** Start **

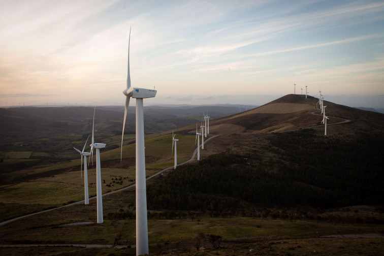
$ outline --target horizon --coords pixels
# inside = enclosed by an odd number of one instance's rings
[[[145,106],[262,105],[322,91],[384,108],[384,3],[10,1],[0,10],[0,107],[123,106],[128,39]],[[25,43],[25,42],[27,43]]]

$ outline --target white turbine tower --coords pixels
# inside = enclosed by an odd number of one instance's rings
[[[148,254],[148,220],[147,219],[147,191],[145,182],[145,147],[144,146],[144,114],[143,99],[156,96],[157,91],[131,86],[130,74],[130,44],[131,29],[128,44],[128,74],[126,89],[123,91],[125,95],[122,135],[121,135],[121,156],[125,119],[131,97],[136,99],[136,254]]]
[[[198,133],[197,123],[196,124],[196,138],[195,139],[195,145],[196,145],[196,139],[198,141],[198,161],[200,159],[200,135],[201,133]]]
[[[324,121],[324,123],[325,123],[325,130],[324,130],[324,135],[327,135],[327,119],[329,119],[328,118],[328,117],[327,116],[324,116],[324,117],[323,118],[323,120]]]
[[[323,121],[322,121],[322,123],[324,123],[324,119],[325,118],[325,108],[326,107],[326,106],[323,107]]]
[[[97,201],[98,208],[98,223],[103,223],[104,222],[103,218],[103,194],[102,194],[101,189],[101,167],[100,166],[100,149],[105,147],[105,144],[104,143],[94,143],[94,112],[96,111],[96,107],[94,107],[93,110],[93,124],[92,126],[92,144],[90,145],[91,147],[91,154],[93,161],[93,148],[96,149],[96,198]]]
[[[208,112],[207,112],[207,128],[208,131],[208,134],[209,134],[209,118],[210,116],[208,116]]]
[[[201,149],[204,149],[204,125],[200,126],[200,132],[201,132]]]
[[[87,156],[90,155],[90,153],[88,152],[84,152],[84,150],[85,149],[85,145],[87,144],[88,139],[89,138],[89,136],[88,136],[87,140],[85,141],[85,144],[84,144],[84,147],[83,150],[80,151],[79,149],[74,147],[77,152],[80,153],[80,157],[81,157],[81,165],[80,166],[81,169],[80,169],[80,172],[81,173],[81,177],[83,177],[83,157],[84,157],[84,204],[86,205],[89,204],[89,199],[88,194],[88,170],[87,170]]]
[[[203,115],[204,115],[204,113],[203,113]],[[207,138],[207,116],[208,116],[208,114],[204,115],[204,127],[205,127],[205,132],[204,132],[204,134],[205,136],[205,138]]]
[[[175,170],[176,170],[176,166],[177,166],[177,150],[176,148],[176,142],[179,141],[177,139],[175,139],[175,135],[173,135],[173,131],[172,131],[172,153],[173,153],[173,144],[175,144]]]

** End **

**OBJECTIVE:** Reproduce the records verbatim, omitting all images they contain.

**IN RESPONSE:**
$ outline --target horizon --coords pixels
# inside = enclosed by an odd number of one instance's rings
[[[145,106],[262,105],[322,91],[384,108],[384,3],[10,1],[0,10],[0,107],[123,106],[128,39]],[[25,43],[25,42],[27,43]]]

$ outline --target white turbine tower --coords pixels
# inside = enclosed by an odd number of one instance's rings
[[[148,254],[148,220],[147,219],[147,191],[145,182],[145,147],[144,146],[144,114],[143,99],[156,96],[157,91],[131,86],[130,74],[130,44],[131,29],[128,44],[128,74],[126,89],[123,91],[125,95],[122,135],[121,135],[121,156],[125,119],[131,97],[136,99],[136,254]]]
[[[198,133],[197,123],[196,124],[196,138],[195,139],[195,145],[196,145],[196,139],[198,141],[198,161],[200,159],[200,135],[201,133]]]
[[[324,121],[324,123],[325,123],[325,130],[324,130],[324,135],[327,135],[327,119],[329,119],[328,118],[328,117],[327,116],[324,116],[324,117],[323,118],[323,120]]]
[[[323,121],[322,121],[322,123],[324,123],[324,119],[325,118],[325,108],[326,107],[326,106],[323,107]]]
[[[97,201],[98,208],[98,223],[103,223],[104,222],[103,218],[103,194],[102,194],[101,189],[101,167],[100,166],[100,149],[105,147],[105,144],[104,143],[94,143],[94,112],[96,111],[96,107],[94,107],[93,110],[93,124],[92,126],[92,144],[90,145],[91,147],[91,154],[93,161],[93,148],[96,149],[96,198]]]
[[[208,112],[207,112],[207,128],[208,131],[208,134],[209,134],[209,118],[210,116],[208,116]]]
[[[201,149],[204,149],[204,125],[200,126],[200,132],[201,132]]]
[[[87,156],[90,155],[90,153],[88,152],[84,152],[84,150],[85,149],[85,145],[87,144],[88,139],[89,138],[89,136],[88,136],[87,140],[85,141],[85,144],[84,144],[84,147],[83,150],[80,151],[79,149],[74,147],[77,152],[80,153],[80,157],[81,157],[81,165],[80,166],[81,169],[80,169],[80,172],[81,173],[81,177],[83,177],[83,157],[84,157],[84,204],[86,205],[89,204],[89,199],[88,194],[88,170],[87,170]]]
[[[203,115],[204,115],[204,113],[203,113]],[[207,138],[207,116],[208,116],[208,114],[204,115],[204,127],[205,127],[205,132],[204,132],[204,134],[205,136],[205,138]]]
[[[175,170],[176,170],[176,166],[177,166],[177,150],[176,148],[176,142],[179,141],[177,139],[175,139],[175,135],[173,135],[173,131],[172,131],[172,153],[173,153],[173,144],[175,144]]]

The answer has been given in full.